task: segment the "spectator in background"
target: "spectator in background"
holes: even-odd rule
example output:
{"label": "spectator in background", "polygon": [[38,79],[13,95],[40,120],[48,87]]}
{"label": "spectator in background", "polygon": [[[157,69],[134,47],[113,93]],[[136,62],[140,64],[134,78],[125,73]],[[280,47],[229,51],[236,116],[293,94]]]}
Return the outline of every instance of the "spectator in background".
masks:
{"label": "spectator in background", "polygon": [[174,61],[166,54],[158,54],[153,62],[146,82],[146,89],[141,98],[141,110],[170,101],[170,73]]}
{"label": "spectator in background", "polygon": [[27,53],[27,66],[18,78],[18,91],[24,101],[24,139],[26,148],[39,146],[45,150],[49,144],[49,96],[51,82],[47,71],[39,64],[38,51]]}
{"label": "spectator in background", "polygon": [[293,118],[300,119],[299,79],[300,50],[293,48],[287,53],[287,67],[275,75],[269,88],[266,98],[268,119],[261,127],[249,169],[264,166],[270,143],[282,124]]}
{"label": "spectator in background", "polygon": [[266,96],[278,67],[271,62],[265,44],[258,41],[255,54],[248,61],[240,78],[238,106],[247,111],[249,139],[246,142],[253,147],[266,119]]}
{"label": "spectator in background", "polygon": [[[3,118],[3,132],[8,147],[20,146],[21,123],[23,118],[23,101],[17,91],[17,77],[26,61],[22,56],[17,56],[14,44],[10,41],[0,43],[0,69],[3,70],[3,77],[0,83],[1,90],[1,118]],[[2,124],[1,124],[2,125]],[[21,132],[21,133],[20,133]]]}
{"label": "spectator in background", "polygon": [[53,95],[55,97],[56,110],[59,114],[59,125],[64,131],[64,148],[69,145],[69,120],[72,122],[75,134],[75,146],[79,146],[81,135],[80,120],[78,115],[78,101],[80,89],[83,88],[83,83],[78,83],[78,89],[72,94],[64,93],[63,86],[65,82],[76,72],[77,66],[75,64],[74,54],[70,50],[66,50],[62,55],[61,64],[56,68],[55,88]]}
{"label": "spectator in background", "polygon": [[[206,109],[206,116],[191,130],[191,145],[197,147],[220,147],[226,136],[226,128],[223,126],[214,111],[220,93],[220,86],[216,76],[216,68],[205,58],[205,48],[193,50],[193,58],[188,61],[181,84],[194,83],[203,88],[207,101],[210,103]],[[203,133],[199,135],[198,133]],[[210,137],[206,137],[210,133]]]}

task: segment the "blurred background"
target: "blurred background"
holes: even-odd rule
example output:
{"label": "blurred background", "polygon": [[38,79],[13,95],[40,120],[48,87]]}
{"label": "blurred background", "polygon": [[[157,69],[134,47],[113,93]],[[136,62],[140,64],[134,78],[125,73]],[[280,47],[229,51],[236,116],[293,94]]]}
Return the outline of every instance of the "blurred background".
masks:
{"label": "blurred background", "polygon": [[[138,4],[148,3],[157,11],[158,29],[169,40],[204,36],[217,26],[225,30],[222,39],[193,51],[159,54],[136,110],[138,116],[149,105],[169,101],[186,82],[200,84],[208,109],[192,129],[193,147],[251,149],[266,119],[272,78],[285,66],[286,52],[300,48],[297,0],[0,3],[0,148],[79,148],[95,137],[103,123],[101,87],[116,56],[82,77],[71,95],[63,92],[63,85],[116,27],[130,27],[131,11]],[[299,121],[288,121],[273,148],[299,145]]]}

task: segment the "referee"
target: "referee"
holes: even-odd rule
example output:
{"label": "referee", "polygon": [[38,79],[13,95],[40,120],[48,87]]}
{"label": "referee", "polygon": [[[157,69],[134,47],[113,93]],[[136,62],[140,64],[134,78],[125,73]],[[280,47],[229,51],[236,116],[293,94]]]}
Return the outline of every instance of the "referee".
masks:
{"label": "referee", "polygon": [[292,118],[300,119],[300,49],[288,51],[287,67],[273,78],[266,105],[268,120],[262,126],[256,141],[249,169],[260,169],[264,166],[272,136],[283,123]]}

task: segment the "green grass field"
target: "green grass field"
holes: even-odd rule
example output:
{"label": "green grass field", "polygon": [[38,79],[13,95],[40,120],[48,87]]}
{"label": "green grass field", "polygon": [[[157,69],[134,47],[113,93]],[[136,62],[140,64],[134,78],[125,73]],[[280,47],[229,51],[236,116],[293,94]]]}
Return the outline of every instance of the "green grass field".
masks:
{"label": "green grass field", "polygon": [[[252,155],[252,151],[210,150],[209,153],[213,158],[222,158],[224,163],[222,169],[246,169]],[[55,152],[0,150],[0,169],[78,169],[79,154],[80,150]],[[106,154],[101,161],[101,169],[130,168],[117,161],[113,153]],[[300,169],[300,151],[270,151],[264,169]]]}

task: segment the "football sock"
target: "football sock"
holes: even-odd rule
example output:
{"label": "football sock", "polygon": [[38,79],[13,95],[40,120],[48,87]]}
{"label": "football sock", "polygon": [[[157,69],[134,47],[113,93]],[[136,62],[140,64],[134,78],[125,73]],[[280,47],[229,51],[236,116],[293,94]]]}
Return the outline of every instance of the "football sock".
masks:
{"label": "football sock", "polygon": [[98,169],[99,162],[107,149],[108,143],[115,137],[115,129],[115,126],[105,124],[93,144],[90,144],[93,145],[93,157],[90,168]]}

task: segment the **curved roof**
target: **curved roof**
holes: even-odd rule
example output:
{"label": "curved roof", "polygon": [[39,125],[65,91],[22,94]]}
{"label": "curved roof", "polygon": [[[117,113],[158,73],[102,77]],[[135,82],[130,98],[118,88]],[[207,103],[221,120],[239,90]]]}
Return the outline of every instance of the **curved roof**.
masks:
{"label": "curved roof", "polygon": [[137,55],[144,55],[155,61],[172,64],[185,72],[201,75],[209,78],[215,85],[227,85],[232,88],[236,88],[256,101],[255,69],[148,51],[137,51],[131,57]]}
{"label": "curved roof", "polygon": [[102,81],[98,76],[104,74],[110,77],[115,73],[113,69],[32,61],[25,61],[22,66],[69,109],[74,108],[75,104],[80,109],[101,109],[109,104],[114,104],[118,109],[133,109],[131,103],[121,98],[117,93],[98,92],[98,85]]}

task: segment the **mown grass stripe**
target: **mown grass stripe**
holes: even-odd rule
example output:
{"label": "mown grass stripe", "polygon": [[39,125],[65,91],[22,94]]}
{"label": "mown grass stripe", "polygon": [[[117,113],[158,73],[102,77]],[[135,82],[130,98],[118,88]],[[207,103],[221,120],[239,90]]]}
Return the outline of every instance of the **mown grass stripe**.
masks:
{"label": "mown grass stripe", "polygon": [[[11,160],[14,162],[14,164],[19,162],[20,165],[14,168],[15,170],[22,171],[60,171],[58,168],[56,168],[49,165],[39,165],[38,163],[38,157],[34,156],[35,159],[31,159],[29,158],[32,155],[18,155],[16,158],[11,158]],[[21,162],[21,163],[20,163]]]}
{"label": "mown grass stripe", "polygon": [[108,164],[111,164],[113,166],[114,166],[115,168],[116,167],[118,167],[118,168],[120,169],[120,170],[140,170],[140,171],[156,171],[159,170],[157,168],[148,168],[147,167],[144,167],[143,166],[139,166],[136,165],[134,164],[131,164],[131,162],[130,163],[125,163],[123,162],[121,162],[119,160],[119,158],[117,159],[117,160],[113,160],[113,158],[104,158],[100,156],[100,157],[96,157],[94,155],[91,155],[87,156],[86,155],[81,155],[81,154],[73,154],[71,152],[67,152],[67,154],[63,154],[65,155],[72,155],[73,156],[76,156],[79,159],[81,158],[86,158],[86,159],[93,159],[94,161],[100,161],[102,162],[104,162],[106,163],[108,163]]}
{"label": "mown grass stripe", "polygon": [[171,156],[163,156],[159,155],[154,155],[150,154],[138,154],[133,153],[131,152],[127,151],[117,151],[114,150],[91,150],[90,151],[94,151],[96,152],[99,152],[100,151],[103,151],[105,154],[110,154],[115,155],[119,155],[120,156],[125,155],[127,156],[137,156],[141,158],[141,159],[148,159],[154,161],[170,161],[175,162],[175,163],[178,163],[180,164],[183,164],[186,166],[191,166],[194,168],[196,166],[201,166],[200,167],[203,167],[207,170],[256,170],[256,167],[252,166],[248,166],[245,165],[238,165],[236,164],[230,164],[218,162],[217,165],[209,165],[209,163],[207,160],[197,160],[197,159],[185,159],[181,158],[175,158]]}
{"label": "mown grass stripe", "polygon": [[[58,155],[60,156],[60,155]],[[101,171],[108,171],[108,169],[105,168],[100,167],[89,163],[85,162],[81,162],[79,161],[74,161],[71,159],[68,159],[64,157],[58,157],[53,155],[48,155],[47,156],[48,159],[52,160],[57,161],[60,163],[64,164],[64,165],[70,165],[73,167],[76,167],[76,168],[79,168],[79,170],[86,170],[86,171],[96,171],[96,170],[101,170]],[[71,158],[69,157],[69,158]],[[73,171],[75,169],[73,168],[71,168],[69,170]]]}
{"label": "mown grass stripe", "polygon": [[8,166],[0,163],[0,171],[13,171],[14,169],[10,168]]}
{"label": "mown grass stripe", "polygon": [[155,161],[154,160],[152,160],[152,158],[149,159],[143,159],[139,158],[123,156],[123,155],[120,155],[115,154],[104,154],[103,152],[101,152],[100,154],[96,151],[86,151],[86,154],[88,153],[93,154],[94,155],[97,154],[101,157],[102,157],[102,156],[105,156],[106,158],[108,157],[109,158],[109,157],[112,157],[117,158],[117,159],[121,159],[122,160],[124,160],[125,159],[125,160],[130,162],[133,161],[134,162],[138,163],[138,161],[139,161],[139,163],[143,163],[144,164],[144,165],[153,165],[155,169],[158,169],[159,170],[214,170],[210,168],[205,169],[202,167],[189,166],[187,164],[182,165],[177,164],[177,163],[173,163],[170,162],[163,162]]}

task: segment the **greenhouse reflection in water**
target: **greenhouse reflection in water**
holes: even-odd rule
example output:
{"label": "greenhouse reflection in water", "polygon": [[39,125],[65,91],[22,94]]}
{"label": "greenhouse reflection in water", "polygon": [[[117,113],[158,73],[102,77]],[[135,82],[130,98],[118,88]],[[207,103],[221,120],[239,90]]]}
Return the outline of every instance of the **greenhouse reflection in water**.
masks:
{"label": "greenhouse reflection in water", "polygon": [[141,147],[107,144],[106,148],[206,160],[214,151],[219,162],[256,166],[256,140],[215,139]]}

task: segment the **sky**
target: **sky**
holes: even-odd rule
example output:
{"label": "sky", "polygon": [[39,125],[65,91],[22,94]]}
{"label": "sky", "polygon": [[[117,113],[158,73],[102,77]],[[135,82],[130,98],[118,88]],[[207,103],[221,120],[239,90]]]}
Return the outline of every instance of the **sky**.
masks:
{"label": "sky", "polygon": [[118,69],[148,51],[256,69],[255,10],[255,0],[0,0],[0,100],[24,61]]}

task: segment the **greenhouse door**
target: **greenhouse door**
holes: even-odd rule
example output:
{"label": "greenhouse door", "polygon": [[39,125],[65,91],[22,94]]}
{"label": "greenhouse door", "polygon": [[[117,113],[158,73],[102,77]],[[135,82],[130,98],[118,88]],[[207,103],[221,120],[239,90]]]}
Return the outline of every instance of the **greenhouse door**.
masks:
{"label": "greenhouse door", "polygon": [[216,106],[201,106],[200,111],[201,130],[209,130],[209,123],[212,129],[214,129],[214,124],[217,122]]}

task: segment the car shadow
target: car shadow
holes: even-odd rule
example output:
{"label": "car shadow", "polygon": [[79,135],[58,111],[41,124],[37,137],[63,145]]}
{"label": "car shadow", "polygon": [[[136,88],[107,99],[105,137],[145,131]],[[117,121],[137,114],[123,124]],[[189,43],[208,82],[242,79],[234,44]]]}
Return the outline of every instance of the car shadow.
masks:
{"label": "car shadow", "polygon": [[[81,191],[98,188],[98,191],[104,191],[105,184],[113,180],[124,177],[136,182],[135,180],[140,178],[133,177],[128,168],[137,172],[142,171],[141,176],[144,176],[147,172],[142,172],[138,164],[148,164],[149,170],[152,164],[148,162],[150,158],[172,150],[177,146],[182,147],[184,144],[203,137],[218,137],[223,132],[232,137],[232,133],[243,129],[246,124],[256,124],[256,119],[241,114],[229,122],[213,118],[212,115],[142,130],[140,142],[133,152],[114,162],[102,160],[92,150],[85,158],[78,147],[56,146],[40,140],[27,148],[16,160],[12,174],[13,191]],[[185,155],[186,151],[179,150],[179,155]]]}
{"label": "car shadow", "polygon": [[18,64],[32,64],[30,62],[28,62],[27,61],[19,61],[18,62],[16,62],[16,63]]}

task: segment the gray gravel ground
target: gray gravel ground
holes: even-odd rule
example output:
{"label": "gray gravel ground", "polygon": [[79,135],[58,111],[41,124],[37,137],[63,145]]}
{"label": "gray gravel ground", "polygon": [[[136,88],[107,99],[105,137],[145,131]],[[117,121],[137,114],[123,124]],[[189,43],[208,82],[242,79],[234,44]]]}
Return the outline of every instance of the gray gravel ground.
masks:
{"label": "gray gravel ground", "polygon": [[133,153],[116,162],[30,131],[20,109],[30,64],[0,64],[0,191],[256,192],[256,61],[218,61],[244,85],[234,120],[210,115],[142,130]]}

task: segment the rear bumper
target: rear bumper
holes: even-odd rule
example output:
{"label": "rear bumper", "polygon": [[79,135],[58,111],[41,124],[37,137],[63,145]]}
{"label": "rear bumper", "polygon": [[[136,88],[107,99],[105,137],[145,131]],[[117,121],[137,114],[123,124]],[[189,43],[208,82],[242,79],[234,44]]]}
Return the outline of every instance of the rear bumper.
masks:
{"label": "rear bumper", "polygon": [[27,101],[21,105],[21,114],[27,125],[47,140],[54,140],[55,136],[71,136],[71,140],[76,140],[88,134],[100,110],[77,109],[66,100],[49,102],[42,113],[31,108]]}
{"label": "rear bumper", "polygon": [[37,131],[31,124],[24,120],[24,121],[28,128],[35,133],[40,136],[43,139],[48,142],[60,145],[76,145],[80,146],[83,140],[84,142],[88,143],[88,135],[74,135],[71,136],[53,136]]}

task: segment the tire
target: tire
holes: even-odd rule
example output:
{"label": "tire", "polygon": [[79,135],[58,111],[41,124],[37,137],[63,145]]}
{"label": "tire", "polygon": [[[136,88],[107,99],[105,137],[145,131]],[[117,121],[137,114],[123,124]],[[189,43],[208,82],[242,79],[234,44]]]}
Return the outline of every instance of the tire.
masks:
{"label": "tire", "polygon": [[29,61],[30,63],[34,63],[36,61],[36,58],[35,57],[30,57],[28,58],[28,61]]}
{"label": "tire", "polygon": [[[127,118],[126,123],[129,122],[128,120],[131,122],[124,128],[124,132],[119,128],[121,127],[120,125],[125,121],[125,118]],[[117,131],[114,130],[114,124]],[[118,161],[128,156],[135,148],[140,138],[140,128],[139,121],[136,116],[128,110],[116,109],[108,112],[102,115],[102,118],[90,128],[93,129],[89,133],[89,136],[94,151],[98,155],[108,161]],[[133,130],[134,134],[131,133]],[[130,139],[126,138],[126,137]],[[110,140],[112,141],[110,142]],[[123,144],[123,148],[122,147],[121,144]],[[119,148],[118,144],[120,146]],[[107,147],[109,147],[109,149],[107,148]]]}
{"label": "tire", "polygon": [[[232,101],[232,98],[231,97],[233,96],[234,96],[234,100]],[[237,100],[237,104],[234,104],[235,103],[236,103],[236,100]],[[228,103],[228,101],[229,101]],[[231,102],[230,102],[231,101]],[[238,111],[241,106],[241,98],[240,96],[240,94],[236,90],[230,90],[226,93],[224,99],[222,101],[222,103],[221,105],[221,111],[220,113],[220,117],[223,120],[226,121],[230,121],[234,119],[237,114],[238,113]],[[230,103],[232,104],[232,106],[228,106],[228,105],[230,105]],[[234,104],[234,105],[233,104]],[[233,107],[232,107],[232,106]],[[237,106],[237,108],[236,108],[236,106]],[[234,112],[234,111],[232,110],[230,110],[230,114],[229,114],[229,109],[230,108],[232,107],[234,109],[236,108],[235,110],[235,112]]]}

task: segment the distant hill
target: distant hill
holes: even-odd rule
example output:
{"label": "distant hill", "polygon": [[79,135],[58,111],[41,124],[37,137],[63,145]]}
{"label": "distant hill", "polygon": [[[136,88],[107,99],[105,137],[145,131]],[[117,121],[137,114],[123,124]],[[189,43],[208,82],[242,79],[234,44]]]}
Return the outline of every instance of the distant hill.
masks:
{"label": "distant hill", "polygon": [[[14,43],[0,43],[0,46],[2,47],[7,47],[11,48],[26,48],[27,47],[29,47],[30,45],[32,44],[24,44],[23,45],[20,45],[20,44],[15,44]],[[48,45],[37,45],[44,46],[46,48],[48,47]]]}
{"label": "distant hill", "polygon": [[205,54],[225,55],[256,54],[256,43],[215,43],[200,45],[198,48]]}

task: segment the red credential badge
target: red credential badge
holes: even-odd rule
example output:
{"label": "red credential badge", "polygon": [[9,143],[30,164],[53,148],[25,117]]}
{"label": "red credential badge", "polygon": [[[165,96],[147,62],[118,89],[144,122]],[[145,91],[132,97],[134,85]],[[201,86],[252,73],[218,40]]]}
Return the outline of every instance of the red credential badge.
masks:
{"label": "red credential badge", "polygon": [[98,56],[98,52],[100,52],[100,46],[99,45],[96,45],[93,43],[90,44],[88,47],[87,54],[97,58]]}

···

YOUR TASK
Repeat exactly the lines from the one containing "task: segment the red credential badge" through the last line of the records above, both included, and nothing else.

TASK OUTPUT
task: segment the red credential badge
target: red credential badge
holes: even-odd rule
example output:
{"label": "red credential badge", "polygon": [[9,143],[30,164],[53,148],[25,117]]}
{"label": "red credential badge", "polygon": [[[165,96],[147,62],[118,89],[144,122]],[[145,91],[132,97],[134,85]],[[201,86],[252,73],[218,40]]]}
Return the outline of every instance of the red credential badge.
masks:
{"label": "red credential badge", "polygon": [[98,56],[98,52],[100,52],[100,46],[99,45],[96,45],[93,43],[90,44],[88,47],[87,54],[97,58]]}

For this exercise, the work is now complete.